### 設問 1
「なな」の最期についての文章を読み、次の問いに答えなさい。
(a) 5月4日の夜中に、「なな」はどのような状態になったか。
(b) 「なな」が息を引き取ったのは、何日のいつごろか。
(c) 「なな」は、あと少しで何歳になるところだったか。
### 設問 2
次の各文が「なな」の最期についての文章の内容と合っているかどうかを答えなさい。判断の根拠となる語句を、文章からそのまま引用して示すこと。
(a) 「なな」が痙攣したあと、病院へ連れて行くことにした。
(b) 連休中、夜は夫と交代で寝ていた。
(c) 「なな」は19歳の誕生日を迎えることができた。
### 設問 3
「なな」の最期についての文章を、最後の文の後から書き進めなさい。

### 出典文書
((
■最期の時を「なな」自身が選んだ
昨年のゴールデンウイークが始まる前、「なな」の腎臓の数値は測りきれないほど上がっていました。
そして5月4日、夜中についに動けなくなって、翌朝、痙攣しました。痙攣止めの薬はあげましたが、ここまでにするよ、という「なな」からの合図のように感じ、「病院にいかずこのまま看取ろう」と決めました。
連休だったので片時も離れず、夜は夫と交代で寝て……。6日、仕事に行くためいよいよ離れなければならなくなった早朝、「なな」は息を引き取りました。連休の終わり、まるで「その時」を「なな」が自分で選んだように思えました。
あと少しで19歳になるところだったので、そこは残念でしたが、「つくづくすごい子だ」と思いました。私が同じような闘病をしろといわれたら、できるかどうか。“あるがまま”を受け入れて命に向き合っていた「なな」の生きざまは、私の誇りです。
))
### 提供データ
((
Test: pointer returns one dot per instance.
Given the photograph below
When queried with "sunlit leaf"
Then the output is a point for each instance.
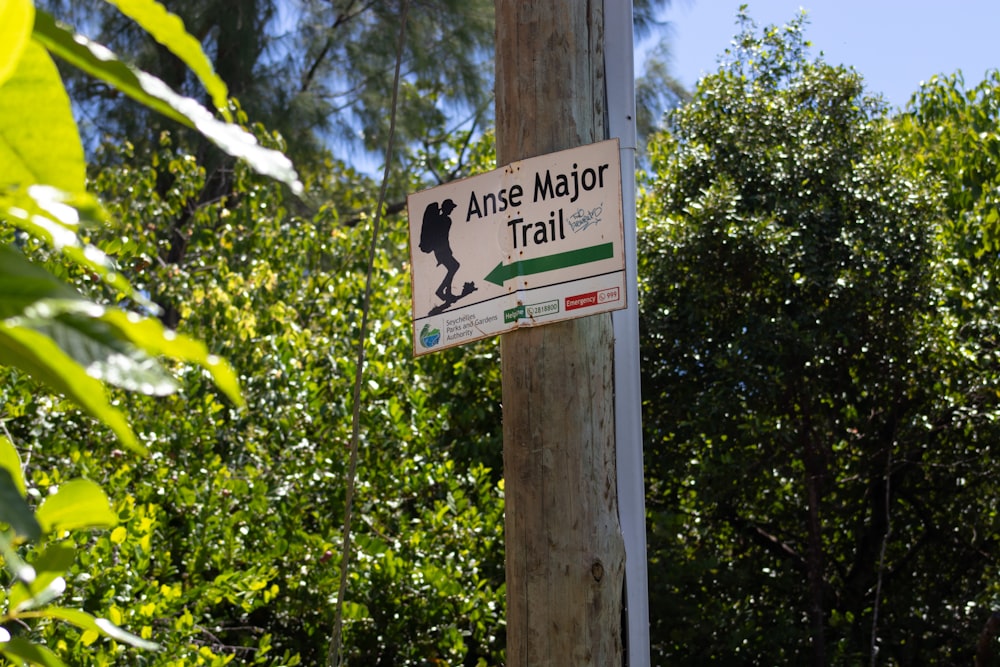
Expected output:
(14, 510)
(98, 61)
(76, 504)
(11, 461)
(16, 17)
(48, 583)
(103, 626)
(30, 653)
(53, 216)
(168, 29)
(39, 141)
(40, 357)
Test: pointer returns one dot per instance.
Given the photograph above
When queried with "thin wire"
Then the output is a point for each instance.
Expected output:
(881, 559)
(335, 650)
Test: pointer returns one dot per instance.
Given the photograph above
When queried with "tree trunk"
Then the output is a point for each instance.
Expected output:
(565, 553)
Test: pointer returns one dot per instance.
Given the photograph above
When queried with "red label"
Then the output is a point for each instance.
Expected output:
(581, 301)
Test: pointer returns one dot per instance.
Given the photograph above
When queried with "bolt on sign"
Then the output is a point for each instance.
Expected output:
(535, 242)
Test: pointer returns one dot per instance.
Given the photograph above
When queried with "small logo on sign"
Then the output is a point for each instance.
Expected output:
(429, 337)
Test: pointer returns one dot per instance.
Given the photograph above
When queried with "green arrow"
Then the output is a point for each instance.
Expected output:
(560, 260)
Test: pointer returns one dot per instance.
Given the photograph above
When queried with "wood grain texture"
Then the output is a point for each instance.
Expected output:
(564, 548)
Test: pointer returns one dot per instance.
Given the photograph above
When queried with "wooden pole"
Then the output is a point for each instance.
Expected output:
(564, 547)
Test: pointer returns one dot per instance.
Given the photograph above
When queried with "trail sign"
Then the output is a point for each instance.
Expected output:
(534, 242)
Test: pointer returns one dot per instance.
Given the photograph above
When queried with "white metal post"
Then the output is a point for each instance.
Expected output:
(620, 68)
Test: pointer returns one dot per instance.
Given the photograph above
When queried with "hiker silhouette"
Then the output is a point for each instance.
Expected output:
(434, 239)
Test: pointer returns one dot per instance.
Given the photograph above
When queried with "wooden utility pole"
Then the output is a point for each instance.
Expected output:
(564, 547)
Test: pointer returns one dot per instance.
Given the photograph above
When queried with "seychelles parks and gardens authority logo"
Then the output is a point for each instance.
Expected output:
(429, 337)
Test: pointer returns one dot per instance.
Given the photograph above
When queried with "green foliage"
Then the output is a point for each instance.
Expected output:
(230, 541)
(819, 423)
(67, 342)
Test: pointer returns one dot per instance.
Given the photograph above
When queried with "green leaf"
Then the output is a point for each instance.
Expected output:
(39, 141)
(103, 626)
(11, 461)
(12, 561)
(30, 653)
(145, 88)
(16, 17)
(48, 583)
(77, 504)
(150, 334)
(40, 357)
(77, 328)
(168, 30)
(99, 62)
(53, 216)
(14, 509)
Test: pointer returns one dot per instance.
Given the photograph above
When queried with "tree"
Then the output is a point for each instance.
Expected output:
(815, 435)
(54, 334)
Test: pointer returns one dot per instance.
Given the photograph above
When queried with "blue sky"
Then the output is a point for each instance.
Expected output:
(894, 44)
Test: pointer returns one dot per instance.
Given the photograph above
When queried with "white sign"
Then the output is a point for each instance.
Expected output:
(535, 242)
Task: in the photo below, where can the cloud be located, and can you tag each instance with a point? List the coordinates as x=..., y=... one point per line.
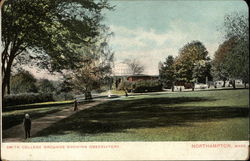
x=150, y=47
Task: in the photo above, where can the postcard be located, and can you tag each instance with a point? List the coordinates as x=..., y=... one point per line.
x=124, y=80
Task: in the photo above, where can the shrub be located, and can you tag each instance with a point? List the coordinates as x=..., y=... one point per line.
x=147, y=86
x=27, y=98
x=126, y=85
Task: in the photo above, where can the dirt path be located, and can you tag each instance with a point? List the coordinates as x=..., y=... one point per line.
x=16, y=133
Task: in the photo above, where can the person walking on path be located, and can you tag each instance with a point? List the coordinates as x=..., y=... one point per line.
x=27, y=125
x=75, y=105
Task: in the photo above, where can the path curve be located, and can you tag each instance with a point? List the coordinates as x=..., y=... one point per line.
x=16, y=133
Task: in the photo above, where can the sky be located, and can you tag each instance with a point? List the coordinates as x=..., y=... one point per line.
x=150, y=30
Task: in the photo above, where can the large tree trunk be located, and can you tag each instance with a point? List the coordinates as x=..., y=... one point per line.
x=88, y=95
x=233, y=84
x=224, y=83
x=6, y=67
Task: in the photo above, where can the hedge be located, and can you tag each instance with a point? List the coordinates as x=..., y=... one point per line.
x=26, y=98
x=147, y=86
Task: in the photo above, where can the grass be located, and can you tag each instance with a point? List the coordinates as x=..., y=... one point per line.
x=36, y=105
x=220, y=115
x=12, y=118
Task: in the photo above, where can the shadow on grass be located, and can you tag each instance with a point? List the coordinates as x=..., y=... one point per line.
x=119, y=115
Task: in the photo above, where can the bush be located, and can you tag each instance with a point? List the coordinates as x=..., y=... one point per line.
x=63, y=96
x=126, y=85
x=27, y=98
x=147, y=86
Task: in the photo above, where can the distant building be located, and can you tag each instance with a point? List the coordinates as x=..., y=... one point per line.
x=121, y=69
x=138, y=77
x=121, y=72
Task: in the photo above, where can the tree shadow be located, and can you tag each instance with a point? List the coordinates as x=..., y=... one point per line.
x=120, y=115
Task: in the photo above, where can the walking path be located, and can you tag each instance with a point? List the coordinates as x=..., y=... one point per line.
x=16, y=133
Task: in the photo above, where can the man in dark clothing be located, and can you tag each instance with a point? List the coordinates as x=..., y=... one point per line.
x=27, y=125
x=75, y=105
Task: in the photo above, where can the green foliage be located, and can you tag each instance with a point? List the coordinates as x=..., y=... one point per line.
x=219, y=70
x=201, y=71
x=45, y=86
x=126, y=85
x=236, y=59
x=23, y=82
x=190, y=54
x=26, y=98
x=167, y=72
x=51, y=29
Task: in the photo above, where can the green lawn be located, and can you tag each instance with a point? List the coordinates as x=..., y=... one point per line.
x=220, y=115
x=12, y=118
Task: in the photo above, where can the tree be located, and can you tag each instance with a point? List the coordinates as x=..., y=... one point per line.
x=45, y=86
x=93, y=72
x=188, y=56
x=23, y=82
x=219, y=70
x=47, y=30
x=167, y=72
x=201, y=71
x=236, y=26
x=135, y=66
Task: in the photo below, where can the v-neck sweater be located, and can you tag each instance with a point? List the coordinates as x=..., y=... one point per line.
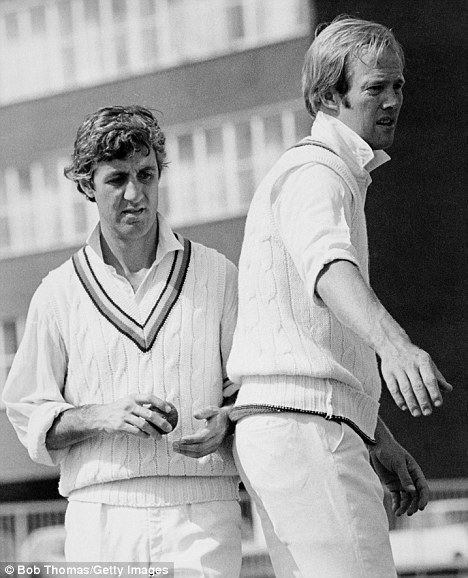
x=107, y=344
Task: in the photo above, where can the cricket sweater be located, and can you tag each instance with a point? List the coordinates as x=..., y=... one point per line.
x=289, y=351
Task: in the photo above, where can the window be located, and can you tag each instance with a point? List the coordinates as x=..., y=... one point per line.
x=214, y=169
x=38, y=21
x=235, y=22
x=9, y=340
x=11, y=26
x=245, y=166
x=52, y=45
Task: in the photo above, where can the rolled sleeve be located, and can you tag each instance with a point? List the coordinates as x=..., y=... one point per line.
x=33, y=393
x=313, y=213
x=228, y=324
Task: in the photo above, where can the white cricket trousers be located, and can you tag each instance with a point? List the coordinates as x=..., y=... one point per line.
x=203, y=539
x=319, y=500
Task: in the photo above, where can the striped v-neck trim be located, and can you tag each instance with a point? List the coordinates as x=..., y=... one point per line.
x=143, y=335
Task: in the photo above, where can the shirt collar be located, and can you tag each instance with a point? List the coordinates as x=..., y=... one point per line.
x=356, y=153
x=167, y=241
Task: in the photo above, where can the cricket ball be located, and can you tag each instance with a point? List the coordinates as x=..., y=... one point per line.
x=172, y=417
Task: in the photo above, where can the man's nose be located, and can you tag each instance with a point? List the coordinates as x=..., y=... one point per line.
x=391, y=99
x=132, y=191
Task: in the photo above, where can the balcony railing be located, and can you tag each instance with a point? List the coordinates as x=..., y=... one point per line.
x=51, y=46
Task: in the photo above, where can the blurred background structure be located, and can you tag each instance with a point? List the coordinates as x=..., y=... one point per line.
x=225, y=76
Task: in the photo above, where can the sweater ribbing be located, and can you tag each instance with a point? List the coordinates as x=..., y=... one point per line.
x=289, y=350
x=183, y=366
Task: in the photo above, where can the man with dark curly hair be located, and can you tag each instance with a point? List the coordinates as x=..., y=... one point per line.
x=135, y=327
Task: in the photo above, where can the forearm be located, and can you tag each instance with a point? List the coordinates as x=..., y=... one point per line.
x=342, y=288
x=382, y=433
x=73, y=426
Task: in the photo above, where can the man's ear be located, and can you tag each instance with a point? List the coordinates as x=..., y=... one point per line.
x=330, y=101
x=87, y=188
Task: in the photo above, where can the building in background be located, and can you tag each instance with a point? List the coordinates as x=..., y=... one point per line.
x=225, y=76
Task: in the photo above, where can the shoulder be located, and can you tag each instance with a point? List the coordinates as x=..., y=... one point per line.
x=201, y=250
x=60, y=276
x=311, y=181
x=52, y=289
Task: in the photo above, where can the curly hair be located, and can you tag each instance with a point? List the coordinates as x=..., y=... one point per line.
x=114, y=132
x=327, y=60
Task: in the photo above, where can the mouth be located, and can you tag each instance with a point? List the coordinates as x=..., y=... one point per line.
x=387, y=122
x=133, y=212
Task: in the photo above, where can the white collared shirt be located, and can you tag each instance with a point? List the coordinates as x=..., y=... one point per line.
x=313, y=210
x=167, y=243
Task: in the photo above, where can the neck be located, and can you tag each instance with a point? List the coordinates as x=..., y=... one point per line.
x=130, y=256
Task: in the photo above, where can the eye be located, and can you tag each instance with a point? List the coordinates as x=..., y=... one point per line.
x=117, y=181
x=146, y=176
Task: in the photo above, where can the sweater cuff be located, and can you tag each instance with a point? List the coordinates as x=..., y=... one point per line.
x=40, y=422
x=329, y=257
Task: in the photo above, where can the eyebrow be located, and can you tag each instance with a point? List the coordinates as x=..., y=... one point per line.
x=115, y=172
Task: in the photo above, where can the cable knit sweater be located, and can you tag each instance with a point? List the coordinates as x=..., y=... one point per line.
x=289, y=351
x=88, y=354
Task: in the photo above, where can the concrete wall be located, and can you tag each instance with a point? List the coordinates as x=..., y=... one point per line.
))
### 解答 1
(a) ついに動けなくなった。
(b) 6日の早朝、仕事に行くためにいよいよ離れなければならなくなったとき。
(c) 19歳。

### 解答 2
(a) 合っていない。「病院にいかずこのまま看取ろう」と決めました。
(b) 合っている。「夜は夫と交代で寝て」
(c) 合っていない。「あと少しで19歳になるところだったので、そこは残念でしたが」

### 解答 3
約2年、みっちり「なな」の介護に費やしたので、急に時間が空いて戸惑ったのも事実です。学生時代から猫が側にいなかったこともないし、猫ありきで建てた家も“しーん”となって。夫と二人で「暇だねぇ」とお散歩したりもしていたのですが……。
「なな」がいなくなって一カ月後くらいに、縁あって猫を迎えることにしました。生後二カ月ほどのキジ猫3きょうだいで、名前はそれぞれ、「のの」「なな」「ちっち」から一文字ずつもらって付けたんです。
ハイシニアの猫との生活から一転、「子猫ってこんなに大変だった?」と目が回りましたが、尊い経験を糧に、先代の子たちへの思いとともに、この1年過ごしてきました。
「なな」は、治療からも療法食からも解放され、今は空でおいしいものを食べて、きっと「のの」と「ちっち」と走り回っていることでしょう。